TEXTO DO EXERCÍCIO

A disponibilização dos leitos das unidades para a regulação é uma das principais bandeiras do secretário de Saúde, Carlos Alberto Chaves, o quarto no estado desde o início da pandemia.

“O grande problema da regulação são os leitos escondidos, que não estão com a regulação. Fizemos várias visitas nos locais e começaram a aparecer leitos”, diz Chaves. Segundo José Wilson, coordenador da Central de Regulação, foram incluídos 80 leitos nos últimos dias, dos quais 60 preexistentes.

As informações enviadas pelos médicos, muitas vezes, também são insuficientes para definir a situação do paciente e o tipo de leito que ele precisa. Num dos formulários abertos por Lopes, mostrava apenas “covid-19”, quando exige-se informações sobre o histórico do paciente, existência ou não de exame confirmando a contaminação, bem como a saturação de oxigênio, entre outros exames.

Nessa situação, os médicos reguladores precisam “devolver” o formulário para os hospitais, para que complementem os dados necessários. Dos 257 pacientes de todo o estado que aguardavam um leito de UTI no início da manhã, 42 precisavam de mais informações sobre seu estado de saúde para entrar de fato na fila.

SUA TAREFA
Continue o texto sobre a regulação de leitos hospitalares a partir da última frase apresentada.

TRECHOS DA LISTAGEM
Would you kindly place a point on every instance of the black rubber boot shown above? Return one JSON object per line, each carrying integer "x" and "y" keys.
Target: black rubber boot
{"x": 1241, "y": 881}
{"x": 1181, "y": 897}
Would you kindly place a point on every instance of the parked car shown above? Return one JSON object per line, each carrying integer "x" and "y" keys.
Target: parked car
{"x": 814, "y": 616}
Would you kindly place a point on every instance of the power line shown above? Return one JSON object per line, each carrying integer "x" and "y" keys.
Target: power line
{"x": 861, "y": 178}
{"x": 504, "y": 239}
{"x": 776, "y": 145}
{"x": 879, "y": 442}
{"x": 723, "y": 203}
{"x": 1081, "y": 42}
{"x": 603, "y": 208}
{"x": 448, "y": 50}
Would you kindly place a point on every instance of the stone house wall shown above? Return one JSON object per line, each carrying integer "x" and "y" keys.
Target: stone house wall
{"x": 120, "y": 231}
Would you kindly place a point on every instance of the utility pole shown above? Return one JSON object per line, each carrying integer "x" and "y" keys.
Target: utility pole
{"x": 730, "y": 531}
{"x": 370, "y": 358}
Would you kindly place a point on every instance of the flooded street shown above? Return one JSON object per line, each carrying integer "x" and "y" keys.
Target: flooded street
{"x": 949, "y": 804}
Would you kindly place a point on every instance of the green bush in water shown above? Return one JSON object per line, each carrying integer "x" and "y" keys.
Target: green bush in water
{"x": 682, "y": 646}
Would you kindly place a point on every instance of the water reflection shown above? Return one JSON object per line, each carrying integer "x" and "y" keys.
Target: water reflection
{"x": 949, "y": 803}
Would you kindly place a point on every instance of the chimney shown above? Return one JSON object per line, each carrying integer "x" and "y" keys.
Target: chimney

RESPOSTA ESCRITA
“Se você tratar [a regulação] como um ambiente frio, não resolve absolutamente nada. Precisa entender que aquilo é uma pessoa que está precisando. Passar a mão no telefone, ligar, encher o saco e conseguir [a informação ou o leito]. Quem trata como um ambiente frio, não pode estar na regulação. Se você não vestir a camisa do paciente que precisa daquele leito, você não vai conseguir. Raramente o leito chega de bandeja para você”, afirma Lopes.

A fila eletrônica de pacientes com Covid no Rio de Janeiro não tem uma ordem de espera definida. A prioridade estabelecida pela secretaria atualmente é retirar pacientes internados em UPAs, cuja estrutura não é a ideal para assistir os contaminados.

Lopes e suas duas colegas, na manhã de quinta, faziam uma planilha à parte destacando os pacientes em UPAs com mais internados, ressaltando aqueles que estavam há mais tempo aguardando.

Em maio, a secretaria chegou a discutir, em parceria com entidades médicas, um protocolo no qual a avaliação médica do paciente receberia pontuações considerando o funcionamento dos órgãos, doenças preexistentes e a idade. Provocou polêmica, porém, o fato de pessoas mais velhas perderem pontos no ranking.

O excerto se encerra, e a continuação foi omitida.